[Point annotation dataset records]
- - -

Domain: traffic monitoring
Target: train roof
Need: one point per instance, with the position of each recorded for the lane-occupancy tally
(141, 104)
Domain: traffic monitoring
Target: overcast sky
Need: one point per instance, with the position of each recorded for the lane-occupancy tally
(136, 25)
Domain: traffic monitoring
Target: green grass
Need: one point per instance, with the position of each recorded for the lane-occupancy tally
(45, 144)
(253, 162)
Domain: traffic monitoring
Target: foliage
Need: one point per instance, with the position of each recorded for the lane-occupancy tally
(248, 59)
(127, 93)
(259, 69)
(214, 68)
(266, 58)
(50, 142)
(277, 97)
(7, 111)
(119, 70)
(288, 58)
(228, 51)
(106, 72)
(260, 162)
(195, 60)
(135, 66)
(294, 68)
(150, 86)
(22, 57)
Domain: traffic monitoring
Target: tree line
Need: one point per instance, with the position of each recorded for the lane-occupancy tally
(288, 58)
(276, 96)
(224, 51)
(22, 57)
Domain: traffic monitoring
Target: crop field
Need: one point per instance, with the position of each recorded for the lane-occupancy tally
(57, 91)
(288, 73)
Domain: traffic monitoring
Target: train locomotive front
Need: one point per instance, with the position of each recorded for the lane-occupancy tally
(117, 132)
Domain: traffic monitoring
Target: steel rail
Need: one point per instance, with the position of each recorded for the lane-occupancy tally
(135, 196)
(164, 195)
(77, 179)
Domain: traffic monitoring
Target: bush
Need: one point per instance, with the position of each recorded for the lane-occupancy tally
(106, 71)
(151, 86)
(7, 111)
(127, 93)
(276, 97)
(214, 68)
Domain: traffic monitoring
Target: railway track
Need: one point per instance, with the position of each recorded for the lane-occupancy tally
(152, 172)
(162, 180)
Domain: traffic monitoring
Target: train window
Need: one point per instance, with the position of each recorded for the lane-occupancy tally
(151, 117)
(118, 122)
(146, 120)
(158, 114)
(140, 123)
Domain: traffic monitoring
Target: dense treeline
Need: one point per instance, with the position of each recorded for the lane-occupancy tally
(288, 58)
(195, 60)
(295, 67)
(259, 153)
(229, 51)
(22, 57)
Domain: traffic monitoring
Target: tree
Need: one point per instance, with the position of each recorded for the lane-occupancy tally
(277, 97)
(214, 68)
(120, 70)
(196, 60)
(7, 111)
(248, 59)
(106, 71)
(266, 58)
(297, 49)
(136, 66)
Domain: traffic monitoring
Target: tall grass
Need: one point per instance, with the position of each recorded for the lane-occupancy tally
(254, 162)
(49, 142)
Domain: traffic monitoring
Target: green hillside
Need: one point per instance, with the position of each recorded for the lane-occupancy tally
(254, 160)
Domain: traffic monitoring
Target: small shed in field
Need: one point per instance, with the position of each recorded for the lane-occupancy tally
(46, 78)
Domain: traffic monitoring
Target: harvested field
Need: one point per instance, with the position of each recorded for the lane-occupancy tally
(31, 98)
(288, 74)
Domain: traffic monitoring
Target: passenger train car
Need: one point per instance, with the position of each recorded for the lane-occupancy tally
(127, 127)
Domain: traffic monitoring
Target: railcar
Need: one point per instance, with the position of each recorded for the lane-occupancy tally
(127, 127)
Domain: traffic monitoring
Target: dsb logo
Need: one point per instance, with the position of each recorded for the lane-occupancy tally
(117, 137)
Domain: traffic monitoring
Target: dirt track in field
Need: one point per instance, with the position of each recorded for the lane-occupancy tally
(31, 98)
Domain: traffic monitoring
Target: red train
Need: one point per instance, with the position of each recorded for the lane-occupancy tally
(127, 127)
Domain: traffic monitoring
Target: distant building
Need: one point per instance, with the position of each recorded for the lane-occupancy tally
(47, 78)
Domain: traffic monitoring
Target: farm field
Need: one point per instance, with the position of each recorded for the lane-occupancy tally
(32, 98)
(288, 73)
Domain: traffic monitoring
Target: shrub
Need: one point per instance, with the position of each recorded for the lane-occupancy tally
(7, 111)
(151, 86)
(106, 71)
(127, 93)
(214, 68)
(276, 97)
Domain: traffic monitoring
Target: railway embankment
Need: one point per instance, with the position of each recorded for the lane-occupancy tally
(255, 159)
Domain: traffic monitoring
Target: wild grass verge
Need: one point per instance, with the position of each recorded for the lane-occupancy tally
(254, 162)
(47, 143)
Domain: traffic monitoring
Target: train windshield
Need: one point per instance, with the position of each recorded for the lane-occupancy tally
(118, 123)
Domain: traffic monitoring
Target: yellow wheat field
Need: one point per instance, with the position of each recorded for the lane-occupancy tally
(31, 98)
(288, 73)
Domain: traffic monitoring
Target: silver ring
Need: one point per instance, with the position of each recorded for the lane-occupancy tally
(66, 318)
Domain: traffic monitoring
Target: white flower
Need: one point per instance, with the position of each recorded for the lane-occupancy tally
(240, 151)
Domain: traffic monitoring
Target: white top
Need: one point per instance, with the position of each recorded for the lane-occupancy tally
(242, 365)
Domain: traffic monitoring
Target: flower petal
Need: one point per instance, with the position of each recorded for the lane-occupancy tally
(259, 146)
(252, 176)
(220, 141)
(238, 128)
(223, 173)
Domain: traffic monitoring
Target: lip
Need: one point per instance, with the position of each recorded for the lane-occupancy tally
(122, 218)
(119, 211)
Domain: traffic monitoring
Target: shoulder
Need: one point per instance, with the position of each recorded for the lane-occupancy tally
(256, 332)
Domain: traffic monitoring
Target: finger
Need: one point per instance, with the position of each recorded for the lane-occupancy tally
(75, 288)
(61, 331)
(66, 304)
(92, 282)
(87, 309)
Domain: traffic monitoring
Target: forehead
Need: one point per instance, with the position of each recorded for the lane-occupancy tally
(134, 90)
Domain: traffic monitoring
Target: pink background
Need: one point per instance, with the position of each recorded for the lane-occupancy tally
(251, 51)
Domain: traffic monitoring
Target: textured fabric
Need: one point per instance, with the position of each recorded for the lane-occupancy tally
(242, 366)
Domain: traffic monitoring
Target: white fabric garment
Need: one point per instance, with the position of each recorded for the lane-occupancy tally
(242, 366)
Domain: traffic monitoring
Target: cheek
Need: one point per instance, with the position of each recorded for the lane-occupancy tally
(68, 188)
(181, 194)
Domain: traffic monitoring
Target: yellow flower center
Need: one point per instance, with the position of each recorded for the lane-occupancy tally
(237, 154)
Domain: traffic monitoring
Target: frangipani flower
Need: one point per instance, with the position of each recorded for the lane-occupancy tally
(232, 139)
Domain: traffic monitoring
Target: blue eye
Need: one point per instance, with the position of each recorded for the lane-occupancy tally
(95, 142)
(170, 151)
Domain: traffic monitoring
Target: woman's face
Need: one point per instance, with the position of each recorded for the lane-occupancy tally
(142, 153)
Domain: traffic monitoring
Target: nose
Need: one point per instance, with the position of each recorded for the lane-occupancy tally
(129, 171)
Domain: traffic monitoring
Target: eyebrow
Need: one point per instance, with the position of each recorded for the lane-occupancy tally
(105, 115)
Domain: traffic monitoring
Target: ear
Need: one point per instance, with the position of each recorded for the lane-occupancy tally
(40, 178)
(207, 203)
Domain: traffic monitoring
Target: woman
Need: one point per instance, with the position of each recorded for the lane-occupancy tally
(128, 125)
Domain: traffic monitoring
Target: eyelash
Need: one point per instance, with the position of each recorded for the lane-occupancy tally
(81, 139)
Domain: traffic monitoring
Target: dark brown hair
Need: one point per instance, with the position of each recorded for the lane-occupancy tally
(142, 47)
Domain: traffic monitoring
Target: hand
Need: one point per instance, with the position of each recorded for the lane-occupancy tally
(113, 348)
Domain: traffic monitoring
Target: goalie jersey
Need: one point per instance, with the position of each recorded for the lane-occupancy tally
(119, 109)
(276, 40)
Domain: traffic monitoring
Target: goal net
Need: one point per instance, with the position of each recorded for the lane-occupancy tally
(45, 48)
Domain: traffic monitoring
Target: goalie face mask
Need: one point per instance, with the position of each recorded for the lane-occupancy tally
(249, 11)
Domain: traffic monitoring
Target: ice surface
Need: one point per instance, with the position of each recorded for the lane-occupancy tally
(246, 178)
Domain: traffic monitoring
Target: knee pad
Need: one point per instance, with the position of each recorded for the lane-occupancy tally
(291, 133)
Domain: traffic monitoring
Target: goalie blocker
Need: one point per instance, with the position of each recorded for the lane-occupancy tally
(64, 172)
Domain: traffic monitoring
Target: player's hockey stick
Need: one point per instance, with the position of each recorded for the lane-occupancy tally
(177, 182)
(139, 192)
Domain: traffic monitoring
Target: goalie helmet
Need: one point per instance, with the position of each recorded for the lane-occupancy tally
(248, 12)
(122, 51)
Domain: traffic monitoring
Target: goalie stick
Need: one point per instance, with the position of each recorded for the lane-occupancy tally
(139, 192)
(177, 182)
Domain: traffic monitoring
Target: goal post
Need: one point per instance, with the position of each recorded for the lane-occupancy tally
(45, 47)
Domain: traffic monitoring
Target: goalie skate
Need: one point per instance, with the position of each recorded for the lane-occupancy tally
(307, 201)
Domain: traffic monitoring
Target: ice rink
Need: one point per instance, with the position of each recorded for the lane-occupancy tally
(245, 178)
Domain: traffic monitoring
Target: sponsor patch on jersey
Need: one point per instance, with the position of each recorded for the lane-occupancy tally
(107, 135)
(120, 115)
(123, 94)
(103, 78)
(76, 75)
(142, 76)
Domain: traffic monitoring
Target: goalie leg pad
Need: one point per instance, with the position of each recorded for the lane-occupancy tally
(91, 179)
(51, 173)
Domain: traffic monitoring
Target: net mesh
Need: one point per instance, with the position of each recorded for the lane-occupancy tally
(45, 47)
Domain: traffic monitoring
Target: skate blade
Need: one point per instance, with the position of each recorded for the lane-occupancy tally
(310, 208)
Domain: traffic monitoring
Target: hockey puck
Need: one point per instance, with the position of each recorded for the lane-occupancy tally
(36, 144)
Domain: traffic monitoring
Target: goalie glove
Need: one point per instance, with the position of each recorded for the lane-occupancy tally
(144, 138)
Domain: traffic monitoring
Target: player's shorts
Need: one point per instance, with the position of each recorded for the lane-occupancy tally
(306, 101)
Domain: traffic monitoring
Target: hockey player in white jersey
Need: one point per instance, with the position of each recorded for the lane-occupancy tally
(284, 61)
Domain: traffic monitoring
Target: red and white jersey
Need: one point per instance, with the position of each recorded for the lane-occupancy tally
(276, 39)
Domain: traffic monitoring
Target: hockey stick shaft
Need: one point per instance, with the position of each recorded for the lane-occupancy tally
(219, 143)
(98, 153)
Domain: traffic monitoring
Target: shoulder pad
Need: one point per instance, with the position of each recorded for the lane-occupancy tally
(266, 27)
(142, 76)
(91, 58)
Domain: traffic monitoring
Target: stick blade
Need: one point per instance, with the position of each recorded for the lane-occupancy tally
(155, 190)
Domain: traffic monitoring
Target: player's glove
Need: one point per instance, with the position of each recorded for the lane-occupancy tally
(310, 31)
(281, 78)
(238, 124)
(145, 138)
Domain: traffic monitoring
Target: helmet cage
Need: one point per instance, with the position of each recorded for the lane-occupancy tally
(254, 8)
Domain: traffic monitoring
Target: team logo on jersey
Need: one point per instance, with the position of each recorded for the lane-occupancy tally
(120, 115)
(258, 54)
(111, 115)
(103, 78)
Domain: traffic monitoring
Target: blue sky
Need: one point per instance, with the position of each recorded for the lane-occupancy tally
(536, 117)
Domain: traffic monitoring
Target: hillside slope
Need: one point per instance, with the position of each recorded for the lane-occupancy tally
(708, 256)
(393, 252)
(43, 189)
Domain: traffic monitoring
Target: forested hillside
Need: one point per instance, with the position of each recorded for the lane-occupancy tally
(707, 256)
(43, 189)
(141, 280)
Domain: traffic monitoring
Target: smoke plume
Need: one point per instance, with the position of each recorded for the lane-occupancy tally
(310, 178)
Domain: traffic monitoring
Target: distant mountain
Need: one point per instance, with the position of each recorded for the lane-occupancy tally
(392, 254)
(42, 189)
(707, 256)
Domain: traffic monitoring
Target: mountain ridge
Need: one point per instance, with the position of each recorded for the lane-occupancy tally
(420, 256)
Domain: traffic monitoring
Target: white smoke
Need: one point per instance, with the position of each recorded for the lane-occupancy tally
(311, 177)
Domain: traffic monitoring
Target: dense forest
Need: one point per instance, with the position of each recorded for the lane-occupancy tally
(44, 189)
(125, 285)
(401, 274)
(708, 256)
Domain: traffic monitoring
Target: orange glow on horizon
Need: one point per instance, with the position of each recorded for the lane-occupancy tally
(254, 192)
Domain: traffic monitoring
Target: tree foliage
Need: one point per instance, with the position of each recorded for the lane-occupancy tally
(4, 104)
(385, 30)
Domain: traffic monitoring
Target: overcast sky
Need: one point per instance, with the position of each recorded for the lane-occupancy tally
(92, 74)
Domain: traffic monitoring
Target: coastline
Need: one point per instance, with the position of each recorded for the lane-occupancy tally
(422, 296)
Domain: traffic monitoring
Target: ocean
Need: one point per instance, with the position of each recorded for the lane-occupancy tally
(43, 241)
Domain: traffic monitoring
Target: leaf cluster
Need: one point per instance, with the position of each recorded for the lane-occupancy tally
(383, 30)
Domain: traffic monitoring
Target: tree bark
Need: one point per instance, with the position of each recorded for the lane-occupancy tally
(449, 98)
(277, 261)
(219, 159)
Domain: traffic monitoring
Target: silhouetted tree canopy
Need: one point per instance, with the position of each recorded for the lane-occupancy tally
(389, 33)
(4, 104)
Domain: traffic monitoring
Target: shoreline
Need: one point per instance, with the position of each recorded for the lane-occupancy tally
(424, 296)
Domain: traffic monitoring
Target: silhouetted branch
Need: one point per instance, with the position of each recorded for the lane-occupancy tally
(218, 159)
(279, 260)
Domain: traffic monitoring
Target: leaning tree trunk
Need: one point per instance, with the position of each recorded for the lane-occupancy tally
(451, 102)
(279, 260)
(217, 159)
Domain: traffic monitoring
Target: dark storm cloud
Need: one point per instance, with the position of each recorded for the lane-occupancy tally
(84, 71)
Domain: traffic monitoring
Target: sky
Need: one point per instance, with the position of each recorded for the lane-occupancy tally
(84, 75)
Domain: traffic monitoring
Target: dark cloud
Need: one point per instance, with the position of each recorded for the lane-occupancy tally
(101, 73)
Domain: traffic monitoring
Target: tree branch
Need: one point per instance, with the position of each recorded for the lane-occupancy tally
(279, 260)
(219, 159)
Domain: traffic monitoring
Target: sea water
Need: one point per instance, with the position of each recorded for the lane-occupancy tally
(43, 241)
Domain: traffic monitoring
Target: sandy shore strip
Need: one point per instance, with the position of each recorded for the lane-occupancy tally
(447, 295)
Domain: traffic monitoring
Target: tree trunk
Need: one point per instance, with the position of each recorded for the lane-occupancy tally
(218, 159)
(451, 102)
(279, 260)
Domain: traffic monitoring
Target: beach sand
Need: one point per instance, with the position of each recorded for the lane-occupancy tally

- - -

Select each line in the listing above that contains the string "railway", and copy those lines out.

OUTPUT:
Target: railway track
Target: railway embankment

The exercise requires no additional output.